## Set tasks
A) In the text about the Tarzan robot, what animal's movement does Tarzan's swinging along the wires resemble?
B) Write out, word for word, the part of the text about the Tarzan robot from "They’re hoping one" to "food supply needs?".

## Text extract
+ + + +

As the world population constantly grows, the demand for food grows with it, leaving the agriculture industry the tough challenge of finding new ways to produce and maintain more and more food. A team from the Georgia Institute of Technology has been working on one new way to help monitor vast crop fields without needing vast manpower.
The idea behind Tarzan is that it will swing from high wires spread across crop fields and it’ll be able to keep an eye on yield development by checking for health and taking pictures, which can be sent back to a farmer far away. The way it swings along the wires is very reminiscent of the way a sloth moves.
Asst. Professor of Mechanical Engineering Jonathan Rogers explained: “Persistent agriculture is a big thing, we have a lot more people to feed and will have a lot more people to feed than we ever had in history. The only way we can achieve the level of food production we’re going to need in the future is to employ automation and robots.”
They’re hoping one day the robot will be entirely solar powered, so users can spend more time sat with a laptop monitoring data in the comfort of an armchair inspecting images sent back, rather than having to walk countless miles up and down the fields checking crops manually.
Robotics are playing an ever increasing part in the agriculture industry. A drone mimicking predators has been designed to protect crops from birds, and surveillance cameras have been installed in China to let shoppers view their melons being grown. What other ways could automation help meet our ever-demanding food supply needs?

+ + + +

## Supplied data
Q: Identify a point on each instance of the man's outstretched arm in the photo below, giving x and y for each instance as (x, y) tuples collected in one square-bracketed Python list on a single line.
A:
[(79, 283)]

+ + + +

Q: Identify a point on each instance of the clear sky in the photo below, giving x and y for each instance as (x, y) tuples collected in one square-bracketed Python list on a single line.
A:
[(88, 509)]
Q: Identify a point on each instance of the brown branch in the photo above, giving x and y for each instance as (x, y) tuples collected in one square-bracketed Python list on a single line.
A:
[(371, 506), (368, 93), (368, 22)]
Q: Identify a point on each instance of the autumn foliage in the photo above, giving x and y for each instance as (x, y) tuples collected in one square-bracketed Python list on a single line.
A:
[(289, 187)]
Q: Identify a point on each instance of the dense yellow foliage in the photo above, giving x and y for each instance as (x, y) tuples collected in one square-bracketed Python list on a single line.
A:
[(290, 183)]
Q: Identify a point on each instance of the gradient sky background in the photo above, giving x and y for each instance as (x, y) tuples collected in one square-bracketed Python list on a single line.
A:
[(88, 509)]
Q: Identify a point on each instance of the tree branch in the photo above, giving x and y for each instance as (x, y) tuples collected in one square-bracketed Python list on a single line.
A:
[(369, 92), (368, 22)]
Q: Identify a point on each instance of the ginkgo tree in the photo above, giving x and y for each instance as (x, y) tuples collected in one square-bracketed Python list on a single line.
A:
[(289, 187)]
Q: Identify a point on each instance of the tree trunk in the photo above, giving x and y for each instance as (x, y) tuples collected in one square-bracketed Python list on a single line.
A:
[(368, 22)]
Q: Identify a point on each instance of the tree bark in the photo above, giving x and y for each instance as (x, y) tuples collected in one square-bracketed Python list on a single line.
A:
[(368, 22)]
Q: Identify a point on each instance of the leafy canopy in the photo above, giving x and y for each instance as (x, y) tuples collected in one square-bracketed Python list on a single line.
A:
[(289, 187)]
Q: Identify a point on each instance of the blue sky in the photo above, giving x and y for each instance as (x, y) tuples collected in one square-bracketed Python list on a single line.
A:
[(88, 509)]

+ + + +

## Answers in order
A) A sloth's.

B)
They’re hoping one day the robot will be entirely solar powered, so users can spend more time sat with a laptop monitoring data in the comfort of an armchair inspecting images sent back, rather than having to walk countless miles up and down the fields checking crops manually.
Robotics are playing an ever increasing part in the agriculture industry. A drone mimicking predators has been designed to protect crops from birds, and surveillance cameras have been installed in China to let shoppers view their melons being grown. What other ways could automation help meet our ever-demanding food supply needs?